— Exercise input —
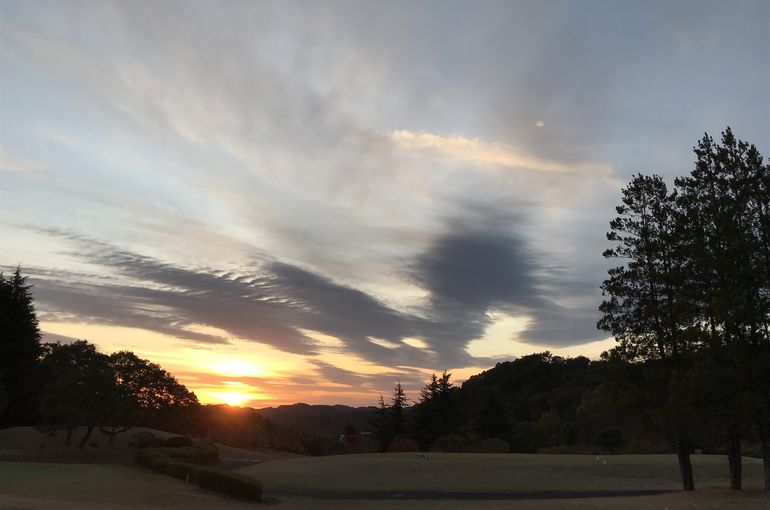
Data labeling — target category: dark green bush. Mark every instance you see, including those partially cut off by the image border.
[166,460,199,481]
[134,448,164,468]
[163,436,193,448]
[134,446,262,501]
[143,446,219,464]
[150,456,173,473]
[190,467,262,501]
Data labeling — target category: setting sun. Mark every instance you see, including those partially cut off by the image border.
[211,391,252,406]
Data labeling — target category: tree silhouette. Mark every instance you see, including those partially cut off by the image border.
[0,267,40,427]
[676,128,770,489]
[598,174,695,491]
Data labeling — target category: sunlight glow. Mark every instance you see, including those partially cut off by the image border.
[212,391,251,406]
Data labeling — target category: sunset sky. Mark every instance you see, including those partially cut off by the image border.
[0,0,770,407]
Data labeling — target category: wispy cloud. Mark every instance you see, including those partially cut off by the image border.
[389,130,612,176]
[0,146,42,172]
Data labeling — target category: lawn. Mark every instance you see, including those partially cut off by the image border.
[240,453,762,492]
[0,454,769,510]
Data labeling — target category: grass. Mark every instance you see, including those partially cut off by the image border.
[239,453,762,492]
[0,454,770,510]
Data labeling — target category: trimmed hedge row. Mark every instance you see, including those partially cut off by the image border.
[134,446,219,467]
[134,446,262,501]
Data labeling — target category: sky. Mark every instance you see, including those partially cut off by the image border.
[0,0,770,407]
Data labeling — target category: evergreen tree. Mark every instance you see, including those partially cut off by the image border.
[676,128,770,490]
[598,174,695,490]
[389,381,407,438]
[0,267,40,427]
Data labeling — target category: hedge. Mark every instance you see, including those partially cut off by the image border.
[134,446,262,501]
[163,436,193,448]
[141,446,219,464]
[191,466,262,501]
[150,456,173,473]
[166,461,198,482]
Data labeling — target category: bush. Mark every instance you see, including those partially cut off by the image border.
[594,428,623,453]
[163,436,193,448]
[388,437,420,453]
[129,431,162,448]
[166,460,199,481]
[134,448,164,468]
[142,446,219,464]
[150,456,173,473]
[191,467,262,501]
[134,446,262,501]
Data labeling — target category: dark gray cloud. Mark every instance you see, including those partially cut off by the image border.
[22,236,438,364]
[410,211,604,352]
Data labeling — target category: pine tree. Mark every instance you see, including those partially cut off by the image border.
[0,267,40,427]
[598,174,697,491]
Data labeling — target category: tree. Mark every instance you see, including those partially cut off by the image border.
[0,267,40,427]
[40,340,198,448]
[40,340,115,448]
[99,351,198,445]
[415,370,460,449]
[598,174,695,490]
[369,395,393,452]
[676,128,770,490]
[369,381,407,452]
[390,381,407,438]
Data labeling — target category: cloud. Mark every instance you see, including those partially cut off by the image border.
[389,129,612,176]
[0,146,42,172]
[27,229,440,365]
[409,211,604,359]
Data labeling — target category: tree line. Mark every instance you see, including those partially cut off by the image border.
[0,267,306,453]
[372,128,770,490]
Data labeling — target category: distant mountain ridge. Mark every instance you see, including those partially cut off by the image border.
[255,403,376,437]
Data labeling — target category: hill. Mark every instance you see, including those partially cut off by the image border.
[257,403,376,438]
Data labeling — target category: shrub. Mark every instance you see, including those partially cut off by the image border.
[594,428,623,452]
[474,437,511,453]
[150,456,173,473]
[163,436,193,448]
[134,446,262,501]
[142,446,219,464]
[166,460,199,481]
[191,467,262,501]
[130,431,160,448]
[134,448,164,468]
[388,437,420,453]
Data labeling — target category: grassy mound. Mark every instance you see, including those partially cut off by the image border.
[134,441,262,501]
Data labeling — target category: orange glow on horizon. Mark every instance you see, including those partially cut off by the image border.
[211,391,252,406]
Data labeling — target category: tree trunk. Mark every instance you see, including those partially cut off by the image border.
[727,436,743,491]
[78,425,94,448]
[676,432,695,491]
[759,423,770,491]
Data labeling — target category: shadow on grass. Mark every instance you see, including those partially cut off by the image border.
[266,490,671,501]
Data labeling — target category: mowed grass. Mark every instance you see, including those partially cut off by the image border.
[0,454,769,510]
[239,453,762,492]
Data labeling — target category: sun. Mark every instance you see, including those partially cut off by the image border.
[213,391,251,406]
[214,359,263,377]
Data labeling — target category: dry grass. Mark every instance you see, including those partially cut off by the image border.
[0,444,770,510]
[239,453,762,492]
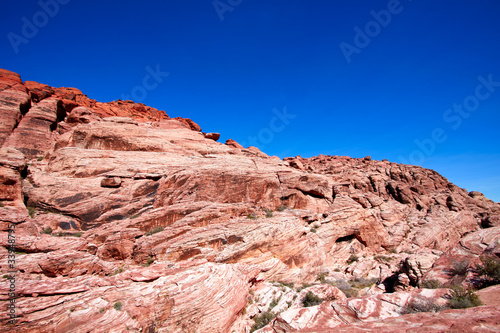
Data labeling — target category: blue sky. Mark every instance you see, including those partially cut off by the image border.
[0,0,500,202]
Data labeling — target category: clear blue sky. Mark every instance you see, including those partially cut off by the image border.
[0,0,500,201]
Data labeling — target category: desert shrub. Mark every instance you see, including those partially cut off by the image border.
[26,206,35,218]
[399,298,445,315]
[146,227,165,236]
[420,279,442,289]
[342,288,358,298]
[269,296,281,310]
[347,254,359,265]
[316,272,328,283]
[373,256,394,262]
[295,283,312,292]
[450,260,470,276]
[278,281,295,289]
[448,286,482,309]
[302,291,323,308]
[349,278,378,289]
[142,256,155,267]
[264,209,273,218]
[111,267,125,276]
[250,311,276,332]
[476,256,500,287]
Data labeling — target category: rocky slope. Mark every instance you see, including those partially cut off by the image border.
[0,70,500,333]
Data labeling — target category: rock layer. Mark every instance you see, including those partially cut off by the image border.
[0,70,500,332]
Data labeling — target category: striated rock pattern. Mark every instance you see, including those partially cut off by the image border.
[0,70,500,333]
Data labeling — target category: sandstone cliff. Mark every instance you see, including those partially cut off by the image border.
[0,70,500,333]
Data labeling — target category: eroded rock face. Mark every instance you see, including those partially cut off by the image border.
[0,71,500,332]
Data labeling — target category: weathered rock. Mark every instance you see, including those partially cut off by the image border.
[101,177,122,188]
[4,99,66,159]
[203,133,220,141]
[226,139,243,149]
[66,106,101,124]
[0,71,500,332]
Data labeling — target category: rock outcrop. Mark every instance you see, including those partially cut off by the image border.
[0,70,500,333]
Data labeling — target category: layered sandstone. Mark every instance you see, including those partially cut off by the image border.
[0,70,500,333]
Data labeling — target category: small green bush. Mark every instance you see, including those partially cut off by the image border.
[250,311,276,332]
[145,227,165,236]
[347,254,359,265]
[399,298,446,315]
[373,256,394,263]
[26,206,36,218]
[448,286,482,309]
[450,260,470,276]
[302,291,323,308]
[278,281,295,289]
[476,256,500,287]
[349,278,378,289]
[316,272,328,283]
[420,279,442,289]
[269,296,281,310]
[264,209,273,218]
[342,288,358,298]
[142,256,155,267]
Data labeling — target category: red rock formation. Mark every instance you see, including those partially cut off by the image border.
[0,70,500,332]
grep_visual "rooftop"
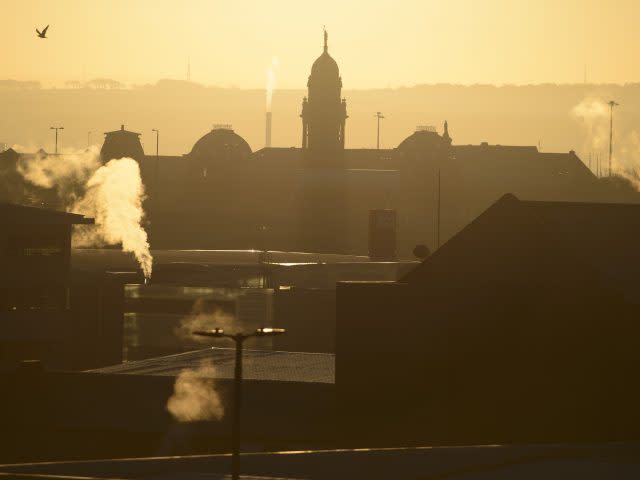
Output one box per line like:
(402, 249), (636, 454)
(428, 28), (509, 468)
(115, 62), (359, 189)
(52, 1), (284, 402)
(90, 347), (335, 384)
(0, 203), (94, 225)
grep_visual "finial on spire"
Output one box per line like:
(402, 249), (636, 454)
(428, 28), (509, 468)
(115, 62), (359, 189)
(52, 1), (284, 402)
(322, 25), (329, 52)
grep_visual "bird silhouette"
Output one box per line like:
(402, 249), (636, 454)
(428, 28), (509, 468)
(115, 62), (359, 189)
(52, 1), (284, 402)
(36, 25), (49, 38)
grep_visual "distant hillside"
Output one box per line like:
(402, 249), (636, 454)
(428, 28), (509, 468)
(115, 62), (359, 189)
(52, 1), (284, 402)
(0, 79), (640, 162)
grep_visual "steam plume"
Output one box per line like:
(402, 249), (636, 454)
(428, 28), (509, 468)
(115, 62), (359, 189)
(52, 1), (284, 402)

— Aim —
Rewrite all the rows above, replacing "Mark every instance you see" with "Label every instance you find" everywhere and changing nothing else. Leave the pictures out of your answer.

— Response to this task —
Data labeling — target category: dark green bush. Label every instance you find, including those partially cut off by the image border.
[166,460,199,481]
[134,448,164,468]
[163,436,193,448]
[134,446,262,501]
[143,446,219,464]
[150,456,173,473]
[190,467,262,501]
Data labeling — target category: setting sun. Label every instance you find, including those partially cut off by the image border.
[211,391,252,406]
Data labeling — target category: tree silhouette. Label every instance you find, including those partially cut off by the image border.
[0,267,40,427]
[676,128,770,489]
[598,174,695,491]
Data labeling — target category: sunlight glow. Label every instance you find, including those partially cut off by the image border.
[212,391,251,406]
Data labeling — target category: sunset sky. Label every instance you find, including those partially cut off by the image border.
[0,0,770,407]
Data labeling — target category: wispy cloud. Label every instance you find, including those partially cut off by the image border.
[389,130,612,176]
[0,146,42,172]
Data labeling — target category: lawn. Label every instance you find, including those partially cut off by the image border.
[240,453,762,492]
[0,454,769,510]
Data labeling — target category: grass. Label every instance you find, including those partially cut off by the image border.
[239,453,762,492]
[0,454,770,510]
Data labeling — target category: trimmed hedge row. Label every instance you find, including those partially cut off by the image border.
[134,446,219,467]
[134,446,262,501]
Data labeling — target category: sky. Label every instance you find, including those partially cut off by the image border.
[0,0,770,407]
Data labeling — target category: evergreen tree. Label every instance you find, including those partially cut off by the image border.
[676,128,770,490]
[598,174,695,490]
[389,381,407,438]
[0,267,40,427]
Data labeling — target category: hedge. Label every instance you find, including those partially cut off by the image border.
[134,446,262,501]
[163,436,193,448]
[141,446,219,464]
[191,466,262,501]
[150,456,173,473]
[166,461,198,482]
Data labeling — target category: bush. Label every instance you find, including those partially cut off by the image border.
[594,428,623,453]
[163,436,193,448]
[388,437,420,453]
[129,431,162,448]
[166,460,199,481]
[134,448,164,468]
[142,446,219,464]
[150,456,173,473]
[191,467,262,501]
[134,446,262,501]
Data labeling — target category: dark gray cloud. Label every instance you find, including those partially cut off by the image border.
[22,236,438,364]
[410,211,604,352]
Data labeling — target category: pine tree. Label every instance you find, including those partially cut off by the image border.
[0,267,40,427]
[598,174,697,491]
Data labeling — target category: tree. Label every instance you find, including those partially cut off by the image border.
[0,267,40,427]
[40,340,198,448]
[40,340,115,448]
[99,351,198,445]
[415,370,460,449]
[598,174,695,490]
[369,395,393,452]
[676,128,770,490]
[369,381,407,452]
[390,381,407,438]
Data labeling — target category: cloud. Label every instance you find, including those partially cut off by the image border.
[389,129,612,176]
[0,146,42,172]
[27,229,440,365]
[409,211,604,359]
Data labeling — target category: tree line. Label every instance you find, including those partially cut off by the image border.
[0,267,306,453]
[372,128,770,490]
Data labeling — target category: distant mountain ridge. Label every instance you find, including those partially cut off by the image border.
[255,403,376,437]
Data labeling — target category: hill. Label every instance you find, including those partially cut off by the image border.
[257,403,376,438]
Data labeling — target category: shrub. Label every instance you find, including those partially cut off by the image border.
[594,428,623,452]
[474,437,511,453]
[150,456,173,473]
[163,436,193,448]
[134,446,262,501]
[142,446,219,464]
[166,460,199,481]
[191,467,262,501]
[130,431,160,448]
[134,448,164,468]
[388,437,420,453]
Data labeling — target category: grassy mound. Label every instance you find, including those partially cut off by the image border.
[134,441,262,501]
Data labeling — target category: orange glow on horizon. Label every instance you find, including those partially cut off by the image border.
[211,391,252,406]
Data labeling — target category: tree trunk. Label every instance you find, including those partially cut off by the image border.
[727,436,743,491]
[78,425,94,448]
[676,432,695,491]
[759,423,770,491]
Data labeling — target category: shadow on grass. Label every instance you find, including those partially cut off by the image border.
[266,490,671,501]
Data labeling — target category: mowed grass. Label every instance you find, including those partially cut off by the image border.
[0,454,769,510]
[239,453,762,492]
Data labeling — target category: sun. Label every instance you find, including those partially cut off by the image border.
[213,391,251,406]
[214,359,263,377]
Data labeling — target category: dry grass. Label every instance you find, including those partially cut off by the image border.
[0,444,770,510]
[239,453,762,492]
Data labeling — target category: blue sky. Label every instance you find, including those partially cut off by the image border.
[0,0,500,202]
Data labeling — target category: clear blue sky. Label every instance you find, including those partially cut off by the image border.
[0,0,500,201]
Data labeling — target category: desert shrub. Label every instance you find, including those partially cut off by the image border.
[26,206,35,218]
[399,298,445,315]
[146,227,165,236]
[420,279,442,289]
[342,288,358,298]
[269,296,281,310]
[347,254,359,265]
[316,272,328,283]
[373,256,394,262]
[295,283,312,292]
[450,260,470,276]
[278,281,295,289]
[448,286,482,309]
[302,291,323,308]
[349,278,378,289]
[142,256,155,267]
[264,209,273,218]
[111,267,125,276]
[250,311,276,332]
[476,256,500,287]
Data labeling — target category: rocky slope. Label every instance you find, including those partially cut off by the image border.
[0,70,500,333]
Data labeling — target category: rock layer. Label every instance you find, including those partially cut off by the image border.
[0,70,500,332]
Data labeling — target category: striated rock pattern. Label every instance you find, including those partially cut off by the image border.
[0,70,500,333]
Data labeling — target category: sandstone cliff. Label every instance you find, including those partially cut off by the image border.
[0,70,500,333]
Data labeling — target category: eroded rock face. Label every instance you find, including those partially cut off by the image border.
[0,71,500,332]
Data labeling — target category: weathered rock. Label every instance you find, including those partially cut off by the image border.
[101,177,122,188]
[4,99,66,159]
[203,133,220,141]
[226,139,243,149]
[66,106,101,124]
[0,71,500,332]
Data labeling — target category: rock outcrop. Label every instance you find, including those partially cut off by the image border.
[0,70,500,333]
Data labeling — target category: layered sandstone. Label every instance you find, including those partially cut off by the image border.
[0,70,500,333]
Data labeling — target category: small green bush. Label every instance you find, including those partially cut off by the image border.
[250,311,276,332]
[145,227,165,236]
[347,254,359,265]
[399,298,446,315]
[373,256,394,263]
[26,206,36,218]
[448,286,482,309]
[450,260,470,276]
[302,291,323,308]
[278,281,295,289]
[476,256,500,287]
[349,278,378,289]
[316,272,328,283]
[420,279,442,289]
[269,296,281,310]
[264,209,273,218]
[342,288,358,298]
[142,256,155,267]
Data labeling — target category: red rock formation. Label every instance you find, including those partially cut off by the image border.
[0,70,500,332]
grep_visual "rooftop"
Output one box per line like:
(402, 249), (636, 454)
(428, 28), (509, 468)
(115, 62), (359, 189)
(52, 1), (284, 402)
(90, 347), (335, 384)
(0, 203), (94, 225)
grep_visual "finial on spire"
Output one box per line like:
(402, 249), (636, 454)
(428, 28), (509, 468)
(115, 62), (359, 189)
(52, 1), (284, 402)
(322, 25), (329, 52)
grep_visual "bird silhouette"
Output one box per line like:
(402, 249), (636, 454)
(428, 28), (509, 468)
(115, 62), (359, 189)
(52, 1), (284, 402)
(36, 25), (49, 38)
grep_visual "distant hillside"
Output one box per line like:
(402, 249), (636, 454)
(428, 28), (509, 468)
(115, 62), (359, 189)
(52, 1), (284, 402)
(0, 79), (640, 162)
grep_visual "steam plume"
Output one box per line like:
(402, 249), (636, 454)
(428, 28), (509, 468)
(115, 62), (359, 189)
(52, 1), (284, 402)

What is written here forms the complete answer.